__ASSIGNMENT__
Print the data that follows word for word, leaving out any picture.

Records excerpted from a collection
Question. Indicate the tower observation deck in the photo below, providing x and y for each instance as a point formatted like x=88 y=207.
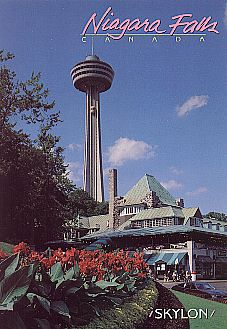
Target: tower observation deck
x=93 y=77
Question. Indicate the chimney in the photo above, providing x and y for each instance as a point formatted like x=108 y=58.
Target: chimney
x=112 y=196
x=180 y=202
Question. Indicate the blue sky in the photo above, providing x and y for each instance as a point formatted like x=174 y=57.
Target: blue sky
x=165 y=113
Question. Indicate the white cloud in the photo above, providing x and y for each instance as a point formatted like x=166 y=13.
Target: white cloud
x=75 y=171
x=194 y=102
x=74 y=147
x=225 y=15
x=176 y=171
x=125 y=149
x=199 y=190
x=172 y=184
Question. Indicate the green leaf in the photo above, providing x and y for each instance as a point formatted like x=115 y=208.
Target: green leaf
x=11 y=320
x=115 y=300
x=76 y=270
x=60 y=307
x=8 y=266
x=106 y=284
x=56 y=272
x=43 y=323
x=69 y=274
x=15 y=286
x=45 y=303
x=72 y=290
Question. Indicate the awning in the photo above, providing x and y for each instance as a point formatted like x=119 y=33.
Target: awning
x=170 y=258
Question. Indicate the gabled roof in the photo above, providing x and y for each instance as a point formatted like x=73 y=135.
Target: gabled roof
x=163 y=212
x=157 y=231
x=215 y=221
x=145 y=185
x=99 y=221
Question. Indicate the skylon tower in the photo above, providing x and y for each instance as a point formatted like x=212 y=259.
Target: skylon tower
x=93 y=77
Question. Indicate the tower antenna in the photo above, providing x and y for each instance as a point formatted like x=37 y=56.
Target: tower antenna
x=92 y=45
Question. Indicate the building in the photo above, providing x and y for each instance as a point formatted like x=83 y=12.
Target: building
x=172 y=236
x=93 y=77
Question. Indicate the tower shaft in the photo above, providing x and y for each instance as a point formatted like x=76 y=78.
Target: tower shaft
x=93 y=172
x=93 y=77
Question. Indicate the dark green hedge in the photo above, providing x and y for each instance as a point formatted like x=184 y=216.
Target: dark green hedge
x=130 y=314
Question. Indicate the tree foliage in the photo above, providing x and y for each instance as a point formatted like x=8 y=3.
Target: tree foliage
x=36 y=196
x=216 y=215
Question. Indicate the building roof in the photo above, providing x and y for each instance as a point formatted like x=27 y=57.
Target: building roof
x=100 y=221
x=215 y=221
x=155 y=231
x=162 y=212
x=191 y=212
x=145 y=185
x=170 y=258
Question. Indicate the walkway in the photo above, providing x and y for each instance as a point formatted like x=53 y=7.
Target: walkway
x=219 y=319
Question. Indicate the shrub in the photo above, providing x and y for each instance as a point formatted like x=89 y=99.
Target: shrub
x=59 y=289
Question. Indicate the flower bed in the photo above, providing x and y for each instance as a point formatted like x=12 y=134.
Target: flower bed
x=57 y=289
x=200 y=294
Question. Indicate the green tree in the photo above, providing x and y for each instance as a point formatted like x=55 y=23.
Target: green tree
x=36 y=196
x=34 y=184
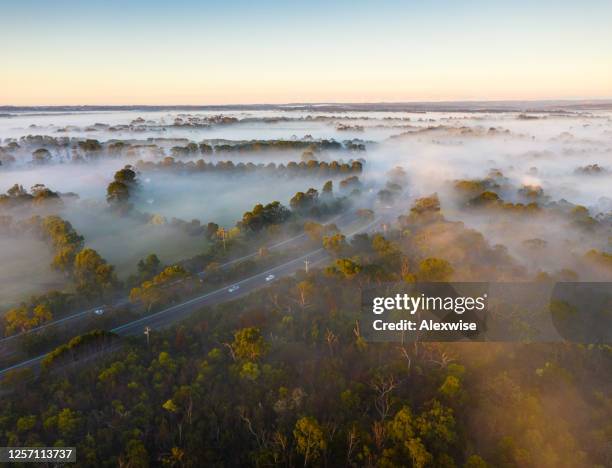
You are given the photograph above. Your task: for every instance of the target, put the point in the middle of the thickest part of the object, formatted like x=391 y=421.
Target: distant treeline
x=312 y=167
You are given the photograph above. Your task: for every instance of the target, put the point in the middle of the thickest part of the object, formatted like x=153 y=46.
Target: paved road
x=124 y=301
x=177 y=312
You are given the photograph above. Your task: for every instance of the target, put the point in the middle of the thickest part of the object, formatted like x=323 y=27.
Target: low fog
x=568 y=155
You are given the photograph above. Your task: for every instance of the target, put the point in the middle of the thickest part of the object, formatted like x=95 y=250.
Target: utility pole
x=221 y=232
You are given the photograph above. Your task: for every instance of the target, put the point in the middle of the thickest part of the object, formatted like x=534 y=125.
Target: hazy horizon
x=139 y=52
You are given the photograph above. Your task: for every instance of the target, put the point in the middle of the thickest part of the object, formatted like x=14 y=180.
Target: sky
x=232 y=51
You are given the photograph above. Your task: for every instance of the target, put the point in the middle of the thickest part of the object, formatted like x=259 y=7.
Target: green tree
x=249 y=344
x=309 y=439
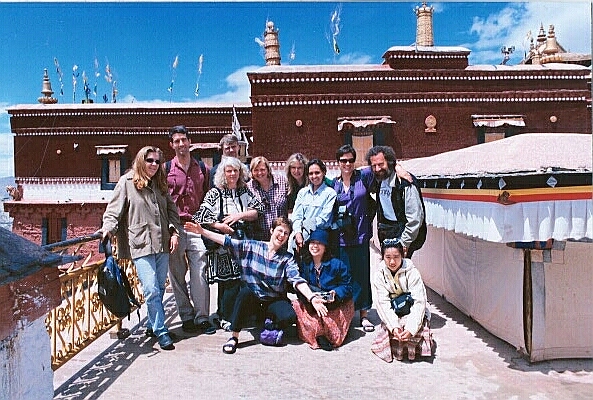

__REPLY TO THE TASK__
Question. Indicate the tower observation deck in the photo below, providing x and y for each instance as a point formatted like x=88 y=207.
Target: tower observation deck
x=93 y=77
Question. Indicate the chimney in the photo above, providing x and y for each instance as a point formatted like x=108 y=58.
Target: chimney
x=112 y=196
x=180 y=202
Question. Indicate the blue sky in the photo above, providing x and y for each instance as a point formatted like x=174 y=57.
Target: blue sky
x=165 y=113
Question. Indicate the white cloud in the photo above, providing x and y for each instance as a point formatted like x=166 y=13.
Target: white cloud
x=75 y=171
x=194 y=102
x=74 y=147
x=225 y=15
x=176 y=171
x=125 y=149
x=199 y=190
x=172 y=184
Question. Indicate the green leaf in the photo above, providing x and y for each instance as a point formatted like x=115 y=208.
Target: green leaf
x=11 y=320
x=115 y=300
x=76 y=270
x=60 y=307
x=8 y=266
x=106 y=284
x=56 y=272
x=43 y=323
x=69 y=274
x=15 y=286
x=45 y=303
x=72 y=290
Question. Indicate the awning in the photo above, providing x and y for each instance as a point formatted like x=119 y=33.
Target: awning
x=170 y=258
Question. Indicate the gabled roof in the photo above, providing x and y for each instance as a point formatted like x=73 y=135.
Target: gabled roof
x=163 y=212
x=157 y=231
x=215 y=221
x=145 y=185
x=99 y=221
Question. Indicate the skylon tower in the photo above, providing x and y for each instance as a point formatted like x=212 y=259.
Target: skylon tower
x=93 y=77
Question. Indicate the tower antenna in the photo above, providing x and y for each instance as a point formatted like x=37 y=56.
Target: tower antenna
x=92 y=45
Question. Indicate the building in the photo above, providing x and y for each instance as a point formatted like x=83 y=12.
Target: building
x=172 y=236
x=93 y=77
Question. Indicate the tower shaft in the photo above, providing x and y for each instance as a point formatted like x=76 y=78.
Target: tower shaft
x=93 y=172
x=93 y=77
Question. Indicate the dark green hedge in the photo above, providing x and y for each instance as a point formatted like x=184 y=216.
Target: dark green hedge
x=130 y=314
Question. Indicate the tree foliage in the photo above, providing x and y for each instance as a point formatted like x=8 y=3.
Target: tree foliage
x=36 y=196
x=216 y=215
Question. Indicate the building roof in the photo above, providing x and y for each instance as a point formatted like x=27 y=57.
Target: building roof
x=100 y=221
x=215 y=221
x=155 y=231
x=162 y=212
x=191 y=212
x=145 y=185
x=170 y=258
Question. Indicate the walkway in the photo above, providing x and y for each instance as a point formatted like x=53 y=7.
Target: walkway
x=219 y=319
Question. Indicate the shrub in the photo above, providing x and y for each instance as a point formatted like x=89 y=99.
Target: shrub
x=59 y=289
Question. Indicate the flower bed in the photo above, providing x and y for each instance as a point formatted like x=12 y=134.
Target: flower bed
x=57 y=289
x=200 y=294
Question. Indicate the green tree in the photo above, providing x and y for each instance as a point formatted like x=55 y=23.
Target: green tree
x=36 y=196
x=34 y=184
You are given the photograph above. Your task: for every instance of the target, put the point in the middle of the thickest part of the object, formatted like x=391 y=421.
Target: distant treeline
x=312 y=167
You are given the photograph above. Your task: for every instance of the target, put the point in the middle of the thickest part of the object, formatted like x=153 y=46.
Target: paved road
x=124 y=301
x=177 y=312
You are given the photograph above. Your task: for every instance of the target, put the point in the middle of the thickest part of the object, formatted like x=323 y=27.
Target: low fog
x=568 y=155
You are given the photograph above. Your task: for every instance of the target, put the point in the middle of the thickest part of the object, formatted like x=95 y=250.
Target: utility pole
x=221 y=232
You are given the photograph above. Your task: for every instance of the target, put the point in the middle of the thickest part of the object, formatted like x=534 y=125.
Target: hazy horizon
x=139 y=52
You are given the photograph above. Your task: for every instance of the target, put the point in the middle of the thickest part of the object, formatted like x=14 y=180.
Target: sky
x=232 y=51
You are given the photograph above. Your task: for every instance of the target, put the point in the middle of the thickest part of the object, formatted like x=259 y=7.
Target: green tree
x=249 y=344
x=309 y=439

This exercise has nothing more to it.